Exercise details: Copy out each line from the material where the word "point" is found.

Source data:
************
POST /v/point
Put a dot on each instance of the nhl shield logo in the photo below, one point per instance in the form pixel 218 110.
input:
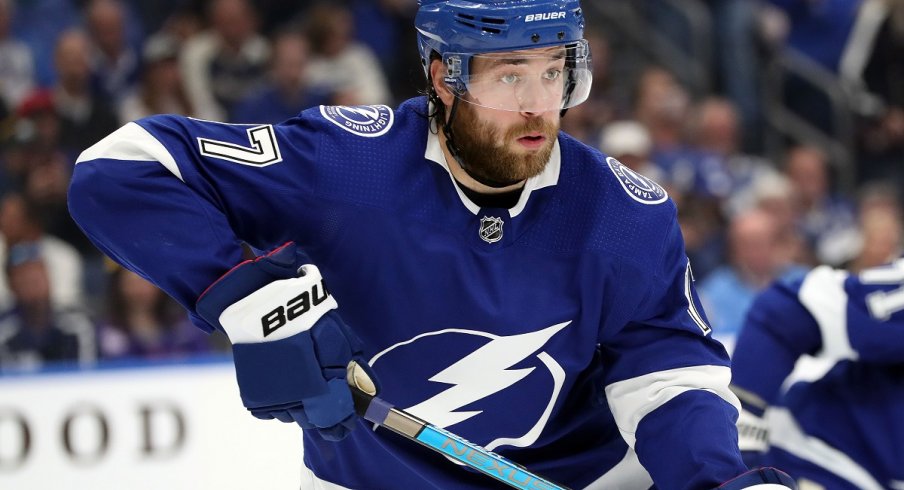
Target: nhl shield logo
pixel 491 229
************
Task result:
POST /v/point
Put a dot on each instance of the nhl shield logo in the photo below, one point per instance in the form pixel 218 110.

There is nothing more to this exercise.